- **Exercise brief**: Write each line exactly as it stands, from the line containing "point per instance" through the end of the data.

[[ Input for this task, beginning ]]

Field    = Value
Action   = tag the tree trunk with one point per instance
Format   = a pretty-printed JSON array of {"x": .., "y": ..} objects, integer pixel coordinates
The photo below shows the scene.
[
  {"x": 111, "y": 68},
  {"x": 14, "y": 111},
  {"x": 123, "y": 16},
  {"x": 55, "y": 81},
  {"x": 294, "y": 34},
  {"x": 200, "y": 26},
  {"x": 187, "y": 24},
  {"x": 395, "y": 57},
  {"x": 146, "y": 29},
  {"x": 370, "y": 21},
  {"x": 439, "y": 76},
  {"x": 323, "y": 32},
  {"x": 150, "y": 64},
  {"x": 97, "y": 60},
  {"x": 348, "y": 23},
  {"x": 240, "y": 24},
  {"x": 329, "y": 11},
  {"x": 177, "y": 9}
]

[[ Input for this task, end ]]

- **Solved problem**:
Action   = tag the tree trunk with one point per instance
Format   = a pretty-printed JSON array of {"x": .., "y": ..} objects, integer pixel coordinates
The photo below shows the scene.
[
  {"x": 111, "y": 68},
  {"x": 14, "y": 111},
  {"x": 123, "y": 16},
  {"x": 55, "y": 81},
  {"x": 294, "y": 34},
  {"x": 200, "y": 26},
  {"x": 187, "y": 24},
  {"x": 395, "y": 57},
  {"x": 146, "y": 29},
  {"x": 370, "y": 21},
  {"x": 439, "y": 76},
  {"x": 323, "y": 32},
  {"x": 150, "y": 64},
  {"x": 97, "y": 60},
  {"x": 348, "y": 23},
  {"x": 240, "y": 24},
  {"x": 329, "y": 11},
  {"x": 177, "y": 9}
]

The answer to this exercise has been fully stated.